### WHAT THE TASK ASKS
Report each line in the records below that contains the word "window".

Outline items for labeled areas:

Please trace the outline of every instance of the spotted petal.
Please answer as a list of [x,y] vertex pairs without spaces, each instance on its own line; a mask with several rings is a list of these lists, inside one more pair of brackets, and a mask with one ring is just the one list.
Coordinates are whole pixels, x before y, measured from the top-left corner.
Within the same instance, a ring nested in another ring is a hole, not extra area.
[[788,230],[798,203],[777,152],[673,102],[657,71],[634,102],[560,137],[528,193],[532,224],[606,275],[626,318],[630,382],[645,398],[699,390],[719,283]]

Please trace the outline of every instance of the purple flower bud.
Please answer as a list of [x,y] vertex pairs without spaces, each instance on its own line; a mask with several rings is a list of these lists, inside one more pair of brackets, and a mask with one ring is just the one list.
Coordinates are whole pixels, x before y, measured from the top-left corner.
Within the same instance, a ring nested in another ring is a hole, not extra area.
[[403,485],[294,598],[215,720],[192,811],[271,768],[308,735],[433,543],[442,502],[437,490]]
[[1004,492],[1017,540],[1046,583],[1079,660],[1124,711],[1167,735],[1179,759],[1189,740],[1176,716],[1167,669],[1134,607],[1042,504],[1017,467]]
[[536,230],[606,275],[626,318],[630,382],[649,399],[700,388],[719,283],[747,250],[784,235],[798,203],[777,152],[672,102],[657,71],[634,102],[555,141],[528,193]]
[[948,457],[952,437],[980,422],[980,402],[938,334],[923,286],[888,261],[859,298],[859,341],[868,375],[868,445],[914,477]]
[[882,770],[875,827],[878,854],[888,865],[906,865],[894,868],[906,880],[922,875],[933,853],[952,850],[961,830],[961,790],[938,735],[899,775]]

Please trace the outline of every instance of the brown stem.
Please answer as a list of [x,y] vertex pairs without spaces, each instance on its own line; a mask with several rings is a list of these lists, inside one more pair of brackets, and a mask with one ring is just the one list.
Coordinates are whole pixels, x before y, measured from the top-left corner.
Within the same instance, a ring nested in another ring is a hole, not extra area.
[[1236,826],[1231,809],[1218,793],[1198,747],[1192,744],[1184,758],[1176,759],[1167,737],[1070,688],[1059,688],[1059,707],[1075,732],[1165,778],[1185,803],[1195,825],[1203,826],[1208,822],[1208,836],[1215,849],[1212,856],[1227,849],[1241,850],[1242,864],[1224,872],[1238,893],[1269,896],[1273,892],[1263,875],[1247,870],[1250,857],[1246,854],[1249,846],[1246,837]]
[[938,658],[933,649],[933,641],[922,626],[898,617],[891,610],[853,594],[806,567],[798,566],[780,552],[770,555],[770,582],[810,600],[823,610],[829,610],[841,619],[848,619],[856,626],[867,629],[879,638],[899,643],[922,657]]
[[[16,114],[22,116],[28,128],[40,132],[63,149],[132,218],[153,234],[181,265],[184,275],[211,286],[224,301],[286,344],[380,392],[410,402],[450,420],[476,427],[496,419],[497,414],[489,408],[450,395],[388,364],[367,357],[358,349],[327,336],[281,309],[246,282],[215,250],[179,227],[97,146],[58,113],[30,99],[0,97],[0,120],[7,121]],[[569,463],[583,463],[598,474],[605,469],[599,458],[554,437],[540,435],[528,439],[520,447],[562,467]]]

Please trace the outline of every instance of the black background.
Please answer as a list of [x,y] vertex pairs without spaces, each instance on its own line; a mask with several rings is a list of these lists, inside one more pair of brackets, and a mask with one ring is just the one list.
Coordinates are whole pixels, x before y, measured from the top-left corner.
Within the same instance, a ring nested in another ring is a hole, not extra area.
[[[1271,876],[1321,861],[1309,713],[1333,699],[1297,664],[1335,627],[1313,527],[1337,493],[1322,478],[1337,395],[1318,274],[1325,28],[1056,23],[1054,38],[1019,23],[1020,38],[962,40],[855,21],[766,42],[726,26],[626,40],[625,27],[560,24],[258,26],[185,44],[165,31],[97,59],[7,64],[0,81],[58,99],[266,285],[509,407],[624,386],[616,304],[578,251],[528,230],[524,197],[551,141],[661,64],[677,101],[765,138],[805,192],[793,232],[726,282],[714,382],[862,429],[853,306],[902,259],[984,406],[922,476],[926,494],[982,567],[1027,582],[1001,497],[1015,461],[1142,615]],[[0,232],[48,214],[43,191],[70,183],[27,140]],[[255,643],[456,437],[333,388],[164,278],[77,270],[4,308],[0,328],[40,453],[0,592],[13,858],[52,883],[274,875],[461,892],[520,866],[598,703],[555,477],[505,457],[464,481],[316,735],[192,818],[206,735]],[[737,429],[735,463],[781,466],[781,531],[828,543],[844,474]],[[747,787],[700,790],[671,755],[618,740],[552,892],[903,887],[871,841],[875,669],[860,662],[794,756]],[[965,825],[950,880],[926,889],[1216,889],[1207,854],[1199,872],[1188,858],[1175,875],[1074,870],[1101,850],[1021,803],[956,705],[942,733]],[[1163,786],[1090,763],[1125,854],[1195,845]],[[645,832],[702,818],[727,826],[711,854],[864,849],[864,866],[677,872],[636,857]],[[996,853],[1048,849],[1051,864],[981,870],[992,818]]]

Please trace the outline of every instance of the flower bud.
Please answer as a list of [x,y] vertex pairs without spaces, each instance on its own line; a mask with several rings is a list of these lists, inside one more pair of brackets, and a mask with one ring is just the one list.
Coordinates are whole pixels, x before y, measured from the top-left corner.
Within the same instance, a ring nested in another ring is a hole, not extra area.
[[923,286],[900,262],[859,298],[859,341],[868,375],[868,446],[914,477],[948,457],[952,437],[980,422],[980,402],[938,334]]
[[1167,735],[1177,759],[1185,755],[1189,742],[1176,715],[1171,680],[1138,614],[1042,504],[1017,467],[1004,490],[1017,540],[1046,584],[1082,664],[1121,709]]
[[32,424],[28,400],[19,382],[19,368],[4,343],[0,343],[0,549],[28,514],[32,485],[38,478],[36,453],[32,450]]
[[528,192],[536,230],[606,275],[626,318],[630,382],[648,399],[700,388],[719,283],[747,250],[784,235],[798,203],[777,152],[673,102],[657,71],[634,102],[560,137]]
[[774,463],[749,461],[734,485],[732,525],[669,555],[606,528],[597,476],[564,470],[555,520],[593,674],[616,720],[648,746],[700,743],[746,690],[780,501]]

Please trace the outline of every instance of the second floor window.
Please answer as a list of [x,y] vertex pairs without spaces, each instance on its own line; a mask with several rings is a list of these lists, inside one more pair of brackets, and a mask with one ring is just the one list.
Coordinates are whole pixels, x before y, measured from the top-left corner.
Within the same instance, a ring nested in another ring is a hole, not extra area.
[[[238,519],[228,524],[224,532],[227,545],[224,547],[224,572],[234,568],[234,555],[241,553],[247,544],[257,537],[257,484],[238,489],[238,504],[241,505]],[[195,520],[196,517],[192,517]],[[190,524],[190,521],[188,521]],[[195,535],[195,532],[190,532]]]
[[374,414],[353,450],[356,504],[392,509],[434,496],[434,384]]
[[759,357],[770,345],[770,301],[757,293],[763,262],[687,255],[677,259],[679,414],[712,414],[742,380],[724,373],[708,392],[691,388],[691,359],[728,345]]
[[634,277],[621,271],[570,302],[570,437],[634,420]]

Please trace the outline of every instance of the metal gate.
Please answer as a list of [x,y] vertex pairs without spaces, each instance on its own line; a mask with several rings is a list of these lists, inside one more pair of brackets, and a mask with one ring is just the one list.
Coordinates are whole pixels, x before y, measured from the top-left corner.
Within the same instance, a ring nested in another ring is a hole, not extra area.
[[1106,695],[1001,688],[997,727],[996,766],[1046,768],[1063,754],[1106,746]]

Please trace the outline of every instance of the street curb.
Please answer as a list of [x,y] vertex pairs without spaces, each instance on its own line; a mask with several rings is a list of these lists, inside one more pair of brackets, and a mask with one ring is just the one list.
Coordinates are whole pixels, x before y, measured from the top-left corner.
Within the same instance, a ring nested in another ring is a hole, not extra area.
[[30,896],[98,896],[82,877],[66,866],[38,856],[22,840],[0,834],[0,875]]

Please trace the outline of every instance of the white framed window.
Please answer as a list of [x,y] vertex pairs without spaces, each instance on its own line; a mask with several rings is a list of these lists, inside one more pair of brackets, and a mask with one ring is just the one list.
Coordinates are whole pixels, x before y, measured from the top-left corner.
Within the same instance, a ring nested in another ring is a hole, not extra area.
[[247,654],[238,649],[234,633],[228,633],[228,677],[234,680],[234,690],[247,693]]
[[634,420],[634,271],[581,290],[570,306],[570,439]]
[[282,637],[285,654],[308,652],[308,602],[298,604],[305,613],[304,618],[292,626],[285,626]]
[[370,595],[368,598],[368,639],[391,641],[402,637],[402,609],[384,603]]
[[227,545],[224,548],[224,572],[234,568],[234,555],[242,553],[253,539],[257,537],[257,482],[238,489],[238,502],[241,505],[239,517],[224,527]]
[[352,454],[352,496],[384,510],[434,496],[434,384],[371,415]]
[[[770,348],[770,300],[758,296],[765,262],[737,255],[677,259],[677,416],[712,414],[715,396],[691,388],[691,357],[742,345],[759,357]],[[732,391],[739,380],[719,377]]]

### RESPONSE
Please trace the outline of every instance of the second floor window.
Please trace the outline of every instance of the white framed window.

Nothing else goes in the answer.